> **Cel**
Przepisz dosłownie cały poniższy wykaz, wiersz po wierszu. Obrazy pomiń.

(Fragment zbioru danych)
- - - - -
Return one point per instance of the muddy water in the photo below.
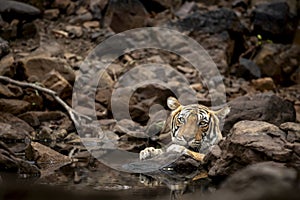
(297, 36)
(93, 180)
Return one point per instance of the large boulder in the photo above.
(219, 31)
(262, 107)
(279, 62)
(275, 21)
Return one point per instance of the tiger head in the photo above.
(195, 126)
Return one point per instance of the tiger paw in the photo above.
(177, 148)
(149, 152)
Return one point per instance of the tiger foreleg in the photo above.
(150, 152)
(183, 150)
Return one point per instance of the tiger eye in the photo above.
(203, 123)
(180, 119)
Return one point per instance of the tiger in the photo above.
(194, 130)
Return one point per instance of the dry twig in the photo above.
(74, 115)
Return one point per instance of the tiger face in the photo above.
(195, 126)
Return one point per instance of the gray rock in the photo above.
(10, 10)
(35, 118)
(215, 21)
(13, 128)
(251, 142)
(262, 107)
(14, 106)
(293, 131)
(120, 18)
(8, 161)
(278, 61)
(274, 21)
(39, 66)
(4, 48)
(218, 31)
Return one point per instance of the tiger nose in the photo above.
(197, 142)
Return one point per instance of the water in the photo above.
(88, 178)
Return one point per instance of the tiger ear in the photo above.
(173, 103)
(221, 114)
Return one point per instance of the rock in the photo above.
(96, 7)
(15, 122)
(156, 6)
(131, 128)
(6, 66)
(10, 10)
(14, 106)
(240, 3)
(260, 181)
(215, 21)
(4, 48)
(56, 82)
(247, 69)
(185, 9)
(264, 84)
(293, 131)
(35, 118)
(9, 133)
(278, 61)
(251, 142)
(74, 31)
(295, 77)
(219, 31)
(8, 161)
(274, 21)
(34, 97)
(119, 15)
(91, 24)
(61, 4)
(27, 30)
(13, 128)
(51, 14)
(47, 159)
(10, 91)
(39, 66)
(263, 107)
(79, 19)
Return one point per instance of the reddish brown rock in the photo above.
(40, 66)
(14, 106)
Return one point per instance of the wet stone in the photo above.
(274, 21)
(4, 48)
(14, 106)
(74, 31)
(260, 179)
(40, 66)
(250, 142)
(10, 10)
(264, 84)
(118, 14)
(264, 107)
(6, 66)
(278, 61)
(51, 14)
(56, 82)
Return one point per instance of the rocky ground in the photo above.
(255, 45)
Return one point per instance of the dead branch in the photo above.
(74, 115)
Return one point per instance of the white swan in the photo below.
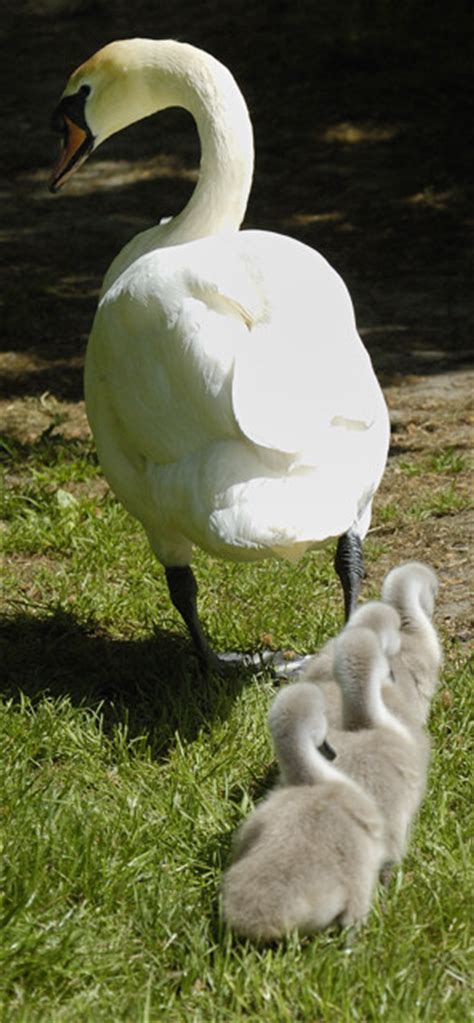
(309, 854)
(232, 403)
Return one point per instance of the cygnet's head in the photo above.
(360, 669)
(299, 707)
(381, 619)
(410, 585)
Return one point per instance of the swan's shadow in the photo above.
(153, 685)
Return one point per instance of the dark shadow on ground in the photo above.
(360, 117)
(152, 685)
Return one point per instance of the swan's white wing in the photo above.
(302, 372)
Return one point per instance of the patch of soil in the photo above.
(359, 116)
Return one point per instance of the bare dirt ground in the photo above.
(360, 120)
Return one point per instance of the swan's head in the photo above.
(384, 620)
(105, 94)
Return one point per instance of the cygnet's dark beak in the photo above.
(327, 751)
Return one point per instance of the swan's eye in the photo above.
(72, 106)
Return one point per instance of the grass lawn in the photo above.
(123, 775)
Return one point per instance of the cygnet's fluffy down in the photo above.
(384, 621)
(388, 759)
(309, 855)
(412, 590)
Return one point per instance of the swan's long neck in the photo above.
(155, 75)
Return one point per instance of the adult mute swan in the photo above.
(232, 403)
(309, 855)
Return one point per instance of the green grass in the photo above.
(123, 775)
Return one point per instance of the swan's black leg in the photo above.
(183, 593)
(349, 567)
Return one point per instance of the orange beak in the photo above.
(78, 145)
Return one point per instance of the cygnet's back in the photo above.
(381, 619)
(412, 590)
(310, 853)
(375, 748)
- - - - -
> **Rozwiązanie zadania**
Return one point per instance of the muddy water in the photo below.
(297, 36)
(93, 180)
Return one point per instance of the large boulder in the photo above.
(219, 31)
(262, 107)
(279, 62)
(275, 21)
Return one point per instance of the tiger head in the photo above.
(195, 126)
Return one point per instance of the tiger paw in the photo above.
(177, 148)
(149, 152)
Return one point per instance of the tiger foreleg in the photo above.
(150, 152)
(183, 150)
Return one point per instance of the tiger eye in the photo above.
(203, 123)
(180, 119)
Return one point per instance of the tiger in the photo above.
(194, 130)
Return one point per instance of the dry twig in the photo above.
(74, 115)
Return one point per instance of the tiger face in the photo above.
(195, 126)
Return one point per instance of the gray rock in the photo above.
(10, 10)
(35, 118)
(215, 21)
(13, 128)
(251, 142)
(262, 107)
(14, 106)
(293, 131)
(120, 18)
(8, 161)
(278, 61)
(274, 21)
(39, 66)
(4, 48)
(218, 31)
Return one point per instance of the tiger nose in the photo above.
(197, 142)
Return one point per instance of the water in the photo above.
(88, 178)
Return one point per instance of the tiger ear in the photo above.
(173, 103)
(221, 114)
Return one point per instance of the rock in the photo above.
(96, 7)
(15, 122)
(156, 6)
(131, 128)
(6, 66)
(10, 10)
(14, 106)
(240, 3)
(260, 181)
(215, 21)
(4, 48)
(56, 82)
(247, 69)
(185, 9)
(264, 84)
(293, 131)
(35, 118)
(9, 133)
(278, 61)
(251, 142)
(74, 31)
(295, 77)
(219, 31)
(8, 161)
(274, 21)
(34, 97)
(119, 15)
(91, 24)
(61, 4)
(27, 30)
(13, 128)
(51, 14)
(47, 159)
(10, 91)
(39, 66)
(263, 107)
(79, 19)
Return one point per instance of the reddish brown rock in the photo above.
(40, 66)
(14, 106)
Return one point per instance of the wet stone in the photo above.
(274, 21)
(4, 48)
(14, 106)
(74, 31)
(260, 179)
(40, 66)
(250, 142)
(10, 10)
(264, 84)
(118, 14)
(264, 107)
(6, 66)
(278, 61)
(51, 14)
(56, 82)
Return one point per instance of the rocky ground in the photo above.
(255, 45)
Return one point per instance of the dead branch in the photo above.
(74, 115)
Return one point per instance of the white swan in the photo below.
(309, 854)
(232, 403)
Return one point per instance of the cygnet's head in the photo above.
(360, 669)
(299, 707)
(381, 619)
(410, 585)
Return one point per instance of the swan's shadow in the photo above.
(153, 685)
Return one point per instance of the dark shadow on ground in the photo above.
(360, 117)
(152, 685)
Return one point per instance of the swan's white wing in the photo above.
(302, 372)
Return one point per instance of the patch of soil in the photo above.
(359, 116)
Return one point per instance of the bare dirt ground in the photo above.
(360, 120)
Return one point per instance of the swan's head in the photo above.
(384, 620)
(105, 94)
Return one point per instance of the cygnet's dark beak in the photo above.
(327, 751)
Return one point per instance of the swan's eye in the photo above.
(72, 106)
Return one point per instance of the grass lawn in the photo above.
(123, 775)
Return one point per instance of the cygnet's fluffy down in the photo above.
(384, 621)
(388, 759)
(309, 855)
(412, 590)
Return one point per instance of the swan's long neck in the photo above.
(155, 75)
Return one point per instance of the adult mute swan in the photo above.
(232, 403)
(309, 855)
Return one point per instance of the green grass in the photo above.
(123, 775)
Return one point per instance of the swan's black leg in the photo above.
(183, 593)
(349, 567)
Return one point per instance of the orange beak in the photo above.
(78, 145)
Return one point per instance of the cygnet's back in the photo above.
(381, 619)
(412, 590)
(310, 853)
(375, 748)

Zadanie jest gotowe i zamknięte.